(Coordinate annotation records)
□ □ □ □
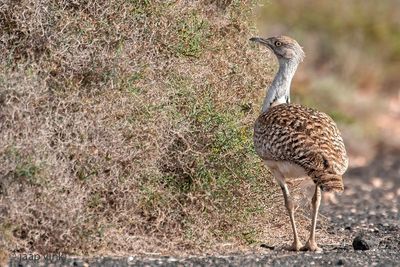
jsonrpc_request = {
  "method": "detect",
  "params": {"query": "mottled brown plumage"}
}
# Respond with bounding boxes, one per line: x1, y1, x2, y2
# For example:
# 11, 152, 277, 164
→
254, 104, 348, 191
250, 36, 348, 251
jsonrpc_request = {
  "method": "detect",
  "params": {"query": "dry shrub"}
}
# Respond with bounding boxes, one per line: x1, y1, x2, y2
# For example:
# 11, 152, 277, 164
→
0, 0, 334, 255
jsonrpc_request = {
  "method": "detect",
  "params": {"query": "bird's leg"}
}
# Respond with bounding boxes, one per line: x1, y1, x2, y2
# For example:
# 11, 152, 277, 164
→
301, 185, 321, 251
274, 172, 302, 251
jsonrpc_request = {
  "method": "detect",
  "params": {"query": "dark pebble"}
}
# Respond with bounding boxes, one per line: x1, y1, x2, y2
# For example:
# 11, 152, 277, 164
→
260, 244, 275, 250
353, 235, 370, 250
336, 259, 344, 265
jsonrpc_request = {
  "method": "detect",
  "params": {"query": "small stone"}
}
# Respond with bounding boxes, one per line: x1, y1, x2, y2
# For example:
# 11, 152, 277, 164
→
260, 244, 275, 250
336, 259, 344, 265
353, 234, 371, 250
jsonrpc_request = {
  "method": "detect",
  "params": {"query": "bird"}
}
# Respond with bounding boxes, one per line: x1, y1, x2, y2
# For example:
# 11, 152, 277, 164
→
250, 36, 348, 251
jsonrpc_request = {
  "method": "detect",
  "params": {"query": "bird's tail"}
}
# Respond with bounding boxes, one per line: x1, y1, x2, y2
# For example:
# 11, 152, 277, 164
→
309, 171, 344, 192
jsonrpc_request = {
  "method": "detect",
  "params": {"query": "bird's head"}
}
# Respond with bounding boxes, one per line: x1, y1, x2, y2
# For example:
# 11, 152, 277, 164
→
250, 36, 305, 63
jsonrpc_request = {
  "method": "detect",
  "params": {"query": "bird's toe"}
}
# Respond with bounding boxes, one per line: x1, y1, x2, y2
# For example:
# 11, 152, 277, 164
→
300, 242, 322, 252
286, 242, 303, 251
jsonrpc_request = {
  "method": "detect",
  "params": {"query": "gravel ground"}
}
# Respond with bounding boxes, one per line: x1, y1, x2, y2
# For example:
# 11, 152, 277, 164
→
10, 148, 400, 267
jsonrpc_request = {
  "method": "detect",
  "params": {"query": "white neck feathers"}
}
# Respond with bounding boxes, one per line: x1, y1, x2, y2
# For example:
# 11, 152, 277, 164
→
262, 60, 299, 113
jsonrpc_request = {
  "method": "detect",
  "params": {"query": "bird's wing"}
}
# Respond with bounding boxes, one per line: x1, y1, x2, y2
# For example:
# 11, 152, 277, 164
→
254, 104, 348, 175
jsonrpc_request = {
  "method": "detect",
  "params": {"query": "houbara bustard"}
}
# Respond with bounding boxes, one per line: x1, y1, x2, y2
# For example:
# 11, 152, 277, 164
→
250, 36, 348, 251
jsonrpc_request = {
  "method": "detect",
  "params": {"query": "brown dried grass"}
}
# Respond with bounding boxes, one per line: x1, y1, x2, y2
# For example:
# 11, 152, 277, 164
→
0, 0, 338, 255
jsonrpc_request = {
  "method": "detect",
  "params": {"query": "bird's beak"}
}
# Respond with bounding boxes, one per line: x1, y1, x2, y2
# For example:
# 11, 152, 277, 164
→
250, 37, 271, 47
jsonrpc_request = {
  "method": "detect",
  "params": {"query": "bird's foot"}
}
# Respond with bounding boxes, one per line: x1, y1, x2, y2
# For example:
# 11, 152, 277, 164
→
285, 241, 303, 251
300, 240, 322, 252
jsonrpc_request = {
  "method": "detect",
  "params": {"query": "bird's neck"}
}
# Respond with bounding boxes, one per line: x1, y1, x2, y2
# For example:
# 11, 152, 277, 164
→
262, 61, 299, 113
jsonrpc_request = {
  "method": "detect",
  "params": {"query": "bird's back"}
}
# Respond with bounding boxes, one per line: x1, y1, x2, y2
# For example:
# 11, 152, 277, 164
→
254, 104, 348, 191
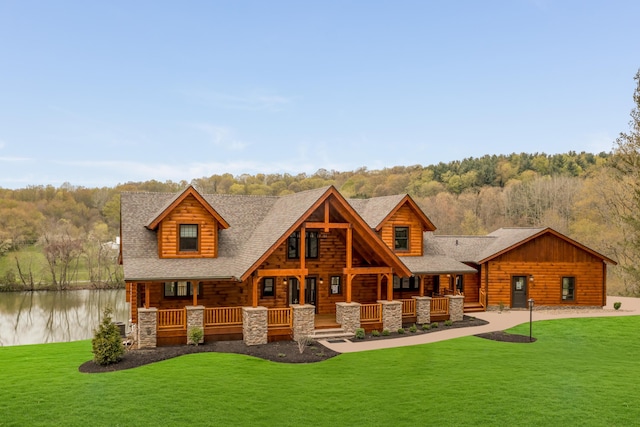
□ □ □ □
## Exercise
Please turn the stretch from the start of the records through the line containing "0, 0, 334, 255" into a Markdown table with the columns Row and Line, giving each line its own numbered row and skipping blank lines. Leave the pictures out of the table.

## Answer in full
| Row | Line |
|---|---|
| 1 | jsonrpc_request = { |
| 2 |   "method": "detect", |
| 3 |   "params": {"query": "mottled brown plumage"} |
| 4 | } |
| 5 | # Respond with bounding boxes, one per line: x1, y1, x2, y2 |
| 6 | # For example: |
| 7 | # 11, 152, 277, 164 |
| 8 | → |
| 9 | 254, 104, 348, 191 |
| 10 | 250, 36, 348, 251 |
| 11 | jsonrpc_request = { |
| 12 |   "method": "detect", |
| 13 |   "params": {"query": "dry shrub"} |
| 14 | } |
| 15 | # Respond with bounding boxes, one per line: x1, y1, x2, y2 |
| 16 | # For example: |
| 17 | # 11, 152, 277, 164 |
| 18 | → |
| 19 | 0, 0, 334, 255 |